**Your goal**. Copy out all the records below, swapping every "instance" for "occurrence" and leaving everything else unchanged.

**Task material**.
▼

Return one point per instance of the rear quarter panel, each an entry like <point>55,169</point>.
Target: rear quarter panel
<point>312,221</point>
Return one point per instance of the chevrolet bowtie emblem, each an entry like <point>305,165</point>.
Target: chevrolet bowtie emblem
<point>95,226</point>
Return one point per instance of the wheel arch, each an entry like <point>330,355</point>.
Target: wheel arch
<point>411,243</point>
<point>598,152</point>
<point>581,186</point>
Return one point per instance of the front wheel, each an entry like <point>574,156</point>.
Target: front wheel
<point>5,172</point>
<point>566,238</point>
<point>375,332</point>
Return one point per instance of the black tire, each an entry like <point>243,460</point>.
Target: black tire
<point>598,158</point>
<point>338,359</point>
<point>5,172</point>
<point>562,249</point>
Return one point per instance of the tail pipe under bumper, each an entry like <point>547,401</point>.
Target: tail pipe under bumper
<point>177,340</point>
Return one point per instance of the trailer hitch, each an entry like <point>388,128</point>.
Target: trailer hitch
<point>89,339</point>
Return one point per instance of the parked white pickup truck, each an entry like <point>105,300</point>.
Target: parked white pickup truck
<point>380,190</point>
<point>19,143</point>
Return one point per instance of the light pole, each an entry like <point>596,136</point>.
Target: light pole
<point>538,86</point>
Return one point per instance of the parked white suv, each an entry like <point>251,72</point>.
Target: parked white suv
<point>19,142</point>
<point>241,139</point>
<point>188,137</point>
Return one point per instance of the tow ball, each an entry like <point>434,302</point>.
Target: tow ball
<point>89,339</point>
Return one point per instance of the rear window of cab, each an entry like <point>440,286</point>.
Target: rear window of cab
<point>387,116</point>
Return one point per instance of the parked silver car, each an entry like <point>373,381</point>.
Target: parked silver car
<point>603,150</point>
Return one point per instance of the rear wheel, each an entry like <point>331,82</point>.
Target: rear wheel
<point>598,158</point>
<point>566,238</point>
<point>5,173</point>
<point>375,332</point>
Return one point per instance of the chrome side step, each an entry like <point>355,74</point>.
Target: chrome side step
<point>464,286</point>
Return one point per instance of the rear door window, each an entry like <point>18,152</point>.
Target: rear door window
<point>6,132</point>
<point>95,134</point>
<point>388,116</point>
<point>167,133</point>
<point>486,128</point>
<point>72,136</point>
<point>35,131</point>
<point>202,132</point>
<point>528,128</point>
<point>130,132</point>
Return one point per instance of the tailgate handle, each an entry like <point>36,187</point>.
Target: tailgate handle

▲

**Output**.
Return one point per occurrence of the rear quarter panel, each an entry like <point>55,169</point>.
Target: rear quarter panel
<point>312,221</point>
Return one point per occurrence of the chevrolet bowtie emblem, each an entry like <point>305,165</point>.
Target: chevrolet bowtie emblem
<point>95,226</point>
Return one point per occurrence of the wheel arch, each an entry like <point>330,355</point>.
Target: wheel arch
<point>411,243</point>
<point>598,152</point>
<point>581,186</point>
Return one point per occurrence of the front wheel, each an entry like <point>574,156</point>.
Target: front wheel
<point>5,172</point>
<point>566,238</point>
<point>375,332</point>
Return one point per occurrence of the black tire, each an entry like <point>243,460</point>.
Target: black tire
<point>598,158</point>
<point>338,359</point>
<point>5,172</point>
<point>562,249</point>
Return one point per occurrence of the tail pipe under bumper, each an entry like <point>547,401</point>.
Target: tail pipe under bumper
<point>177,340</point>
Return one point per occurrence of the trailer hitch, each an entry like <point>388,128</point>.
Target: trailer hitch
<point>89,339</point>
Return one point per occurrence of the parked white pickup truck, each an entry like <point>105,300</point>.
Target: parked white pickup truck
<point>380,190</point>
<point>19,143</point>
Return one point per occurrence of the light pole, each an entry like <point>596,136</point>.
Target: light pole
<point>538,86</point>
Return one point per occurrence of the parked white suv, each an entry like <point>251,72</point>.
Target: parked white suv
<point>19,142</point>
<point>241,139</point>
<point>188,137</point>
Return one point per occurrence of the tow ball, each an entry like <point>434,302</point>.
Target: tow ball
<point>89,339</point>
Return one point per occurrence of the rear window of cab, each an entry like <point>440,286</point>.
Target: rear window of cab
<point>387,116</point>
Return one point per occurrence of the parked silver car, each an entry like <point>373,381</point>.
Target: parked silver car
<point>603,150</point>
Return one point per occurrence of the rear wheel, each an entry like <point>331,82</point>.
Target: rear wheel
<point>598,158</point>
<point>566,238</point>
<point>5,173</point>
<point>375,332</point>
Return one point per occurrence of the chrome side step, each an entry like <point>355,74</point>.
Target: chrome side step
<point>464,286</point>
Return one point per occurrence of the rear door window, each an entry like <point>18,152</point>.
Target: rear door window
<point>6,132</point>
<point>95,134</point>
<point>388,116</point>
<point>167,133</point>
<point>486,128</point>
<point>72,136</point>
<point>35,131</point>
<point>202,132</point>
<point>528,128</point>
<point>130,132</point>
Return one point per occurrence of the tailgate handle, each an entry like <point>36,187</point>.
Target: tailgate handle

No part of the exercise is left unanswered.